__Task directions__. Begin at the line that contains "Given the photograph above, point out the guardrail" and repeat every line from there to the end of the records below, inclusive, without adding any other line.

__Supplied information__.
===

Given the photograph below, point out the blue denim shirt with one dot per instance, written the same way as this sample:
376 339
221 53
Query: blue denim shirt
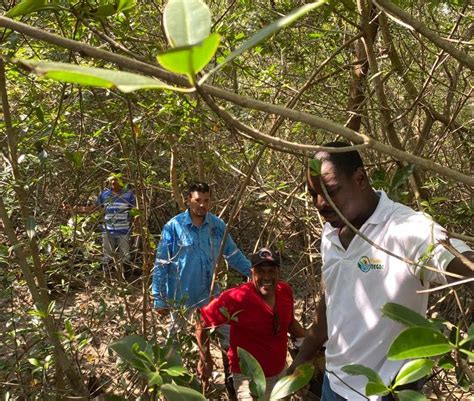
186 257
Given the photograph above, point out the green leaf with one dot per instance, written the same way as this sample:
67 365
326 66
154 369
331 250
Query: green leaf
25 7
124 5
173 392
360 370
290 384
266 32
315 167
191 59
405 315
413 371
469 337
186 22
154 379
176 371
91 76
30 227
410 395
446 362
376 389
113 397
250 367
419 342
75 157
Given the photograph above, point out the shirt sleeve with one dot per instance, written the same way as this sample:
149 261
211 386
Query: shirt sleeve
99 200
133 201
219 311
161 267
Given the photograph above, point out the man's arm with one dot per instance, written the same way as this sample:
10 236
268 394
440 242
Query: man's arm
161 271
204 368
314 340
236 258
296 330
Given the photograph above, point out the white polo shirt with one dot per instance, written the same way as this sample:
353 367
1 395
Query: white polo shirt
361 279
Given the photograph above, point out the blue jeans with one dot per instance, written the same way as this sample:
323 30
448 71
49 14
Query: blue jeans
329 395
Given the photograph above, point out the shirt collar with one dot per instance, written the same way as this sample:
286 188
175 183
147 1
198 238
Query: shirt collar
188 221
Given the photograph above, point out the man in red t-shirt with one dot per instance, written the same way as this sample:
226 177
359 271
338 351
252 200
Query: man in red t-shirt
260 314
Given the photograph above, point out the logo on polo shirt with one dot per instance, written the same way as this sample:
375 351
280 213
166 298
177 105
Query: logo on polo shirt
366 264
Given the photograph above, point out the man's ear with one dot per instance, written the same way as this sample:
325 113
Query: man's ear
360 175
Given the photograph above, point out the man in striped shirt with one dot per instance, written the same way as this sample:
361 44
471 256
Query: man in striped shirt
117 201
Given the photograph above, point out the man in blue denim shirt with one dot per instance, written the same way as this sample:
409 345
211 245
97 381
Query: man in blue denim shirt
187 254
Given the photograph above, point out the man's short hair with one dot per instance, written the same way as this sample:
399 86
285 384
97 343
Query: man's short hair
346 162
198 187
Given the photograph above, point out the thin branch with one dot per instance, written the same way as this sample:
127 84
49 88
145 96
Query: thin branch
402 16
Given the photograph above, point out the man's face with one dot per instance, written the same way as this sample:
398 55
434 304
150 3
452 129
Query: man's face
265 278
199 203
115 184
345 192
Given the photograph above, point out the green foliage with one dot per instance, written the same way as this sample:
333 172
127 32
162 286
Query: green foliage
173 392
190 60
314 167
284 387
266 32
375 384
158 365
413 371
26 7
422 339
186 22
250 367
91 76
419 342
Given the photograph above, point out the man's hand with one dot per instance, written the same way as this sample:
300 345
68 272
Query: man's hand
163 311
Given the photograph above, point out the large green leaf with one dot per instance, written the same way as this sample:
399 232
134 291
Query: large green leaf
250 367
186 22
376 389
191 59
290 384
154 379
419 342
30 227
410 395
173 392
469 337
413 371
124 5
266 32
25 7
91 76
315 167
361 370
124 347
405 315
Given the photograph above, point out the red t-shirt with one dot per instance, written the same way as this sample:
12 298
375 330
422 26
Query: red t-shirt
254 328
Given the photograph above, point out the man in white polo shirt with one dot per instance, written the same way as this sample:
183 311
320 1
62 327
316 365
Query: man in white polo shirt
360 278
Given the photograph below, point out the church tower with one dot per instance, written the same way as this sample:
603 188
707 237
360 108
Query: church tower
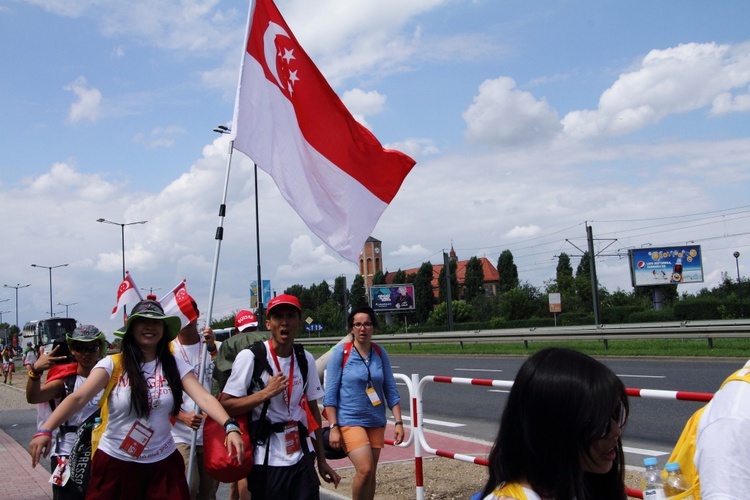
370 260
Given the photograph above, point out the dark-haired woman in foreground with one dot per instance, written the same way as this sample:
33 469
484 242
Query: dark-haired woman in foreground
560 432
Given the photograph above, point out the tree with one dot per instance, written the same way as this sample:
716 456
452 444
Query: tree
508 272
357 295
424 297
473 279
442 293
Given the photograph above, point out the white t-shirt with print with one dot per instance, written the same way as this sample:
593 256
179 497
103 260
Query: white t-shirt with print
239 382
190 354
121 419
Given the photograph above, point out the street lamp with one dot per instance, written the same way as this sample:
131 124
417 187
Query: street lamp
66 307
122 228
50 283
739 283
18 285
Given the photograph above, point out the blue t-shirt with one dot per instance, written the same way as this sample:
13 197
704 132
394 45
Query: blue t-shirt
346 391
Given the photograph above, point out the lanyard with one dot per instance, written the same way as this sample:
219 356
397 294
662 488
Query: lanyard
367 363
288 394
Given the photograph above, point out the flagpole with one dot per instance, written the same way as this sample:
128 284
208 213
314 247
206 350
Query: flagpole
261 321
212 290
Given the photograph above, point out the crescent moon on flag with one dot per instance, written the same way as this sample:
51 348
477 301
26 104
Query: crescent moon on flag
269 48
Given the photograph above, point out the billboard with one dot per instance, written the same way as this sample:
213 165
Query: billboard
666 266
392 297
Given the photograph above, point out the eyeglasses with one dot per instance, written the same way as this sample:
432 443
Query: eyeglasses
86 348
619 415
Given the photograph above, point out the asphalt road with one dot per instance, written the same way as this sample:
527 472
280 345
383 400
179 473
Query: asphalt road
474 411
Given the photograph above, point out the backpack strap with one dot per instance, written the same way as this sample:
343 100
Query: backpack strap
96 434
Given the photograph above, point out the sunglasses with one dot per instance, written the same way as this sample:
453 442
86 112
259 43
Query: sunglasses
86 348
619 416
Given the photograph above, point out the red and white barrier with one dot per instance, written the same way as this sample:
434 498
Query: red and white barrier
417 435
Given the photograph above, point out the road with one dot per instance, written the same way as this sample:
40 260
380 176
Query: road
653 426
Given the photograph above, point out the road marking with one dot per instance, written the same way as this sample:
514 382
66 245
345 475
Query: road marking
476 370
436 422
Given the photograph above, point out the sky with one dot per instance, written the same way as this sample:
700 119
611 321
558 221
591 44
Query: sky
528 121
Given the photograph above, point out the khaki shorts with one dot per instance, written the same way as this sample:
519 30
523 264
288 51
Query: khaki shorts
356 437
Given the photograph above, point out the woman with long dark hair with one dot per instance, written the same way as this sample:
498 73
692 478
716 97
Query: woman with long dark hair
560 432
136 456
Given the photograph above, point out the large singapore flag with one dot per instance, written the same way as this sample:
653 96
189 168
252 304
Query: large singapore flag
331 170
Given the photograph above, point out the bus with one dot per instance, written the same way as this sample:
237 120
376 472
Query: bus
46 331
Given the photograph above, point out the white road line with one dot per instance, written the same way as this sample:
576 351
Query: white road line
437 422
476 370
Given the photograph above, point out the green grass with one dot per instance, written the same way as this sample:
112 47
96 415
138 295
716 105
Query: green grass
733 348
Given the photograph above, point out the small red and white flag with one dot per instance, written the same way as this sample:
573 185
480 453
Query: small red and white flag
331 169
127 293
179 303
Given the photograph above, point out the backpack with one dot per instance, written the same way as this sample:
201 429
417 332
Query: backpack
348 350
684 451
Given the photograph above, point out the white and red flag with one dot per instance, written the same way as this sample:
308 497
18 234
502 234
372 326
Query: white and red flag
331 169
179 303
127 293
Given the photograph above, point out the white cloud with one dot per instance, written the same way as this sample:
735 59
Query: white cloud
670 81
502 115
88 105
523 232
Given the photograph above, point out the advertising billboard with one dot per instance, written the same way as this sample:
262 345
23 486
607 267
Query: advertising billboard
392 297
666 266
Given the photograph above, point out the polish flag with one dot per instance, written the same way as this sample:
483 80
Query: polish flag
332 170
127 294
178 303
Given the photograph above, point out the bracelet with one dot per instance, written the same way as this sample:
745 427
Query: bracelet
43 432
231 430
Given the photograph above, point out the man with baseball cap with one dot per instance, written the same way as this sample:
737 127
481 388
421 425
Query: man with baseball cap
283 464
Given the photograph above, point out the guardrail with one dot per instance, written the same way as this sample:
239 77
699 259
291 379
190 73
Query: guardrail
708 330
415 386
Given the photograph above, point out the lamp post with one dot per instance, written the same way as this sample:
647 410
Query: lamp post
122 233
18 285
739 283
51 314
66 307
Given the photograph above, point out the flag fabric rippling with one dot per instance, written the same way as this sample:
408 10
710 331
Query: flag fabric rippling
332 170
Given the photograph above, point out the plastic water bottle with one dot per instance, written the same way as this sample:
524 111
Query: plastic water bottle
651 482
675 482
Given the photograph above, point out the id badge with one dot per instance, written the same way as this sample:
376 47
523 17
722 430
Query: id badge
61 474
373 395
136 440
291 437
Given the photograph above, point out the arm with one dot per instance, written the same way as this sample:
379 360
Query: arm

===

__In response__.
Given the photograph above, point out the guardrail with one dot per instance, written the same way as this sample:
239 77
699 259
291 379
190 73
Query: guardrail
708 330
415 386
Given the photograph above, point out the lamp post with one dot per instance, written the same way as this sample:
647 410
Query: lamp post
122 233
18 285
739 283
51 314
66 307
Given the photograph above, point out the flag fabric rippling with one dot per instance, written the same way as this sample:
408 10
710 331
Query: flag fabric rippling
332 170
Given the photograph above, point out the plastic water bottle with one dot per instance, written the same way as this sample:
524 111
Query: plastic water bottle
651 482
675 482
Given the photograph above, point out the id badge with one dot per instance, written the same way as this sample:
376 47
523 17
722 430
Query: id badge
61 474
373 395
136 440
291 437
Given the photograph above, point out the arm with one dot per instance, written the same way as this sample:
379 360
Query: arm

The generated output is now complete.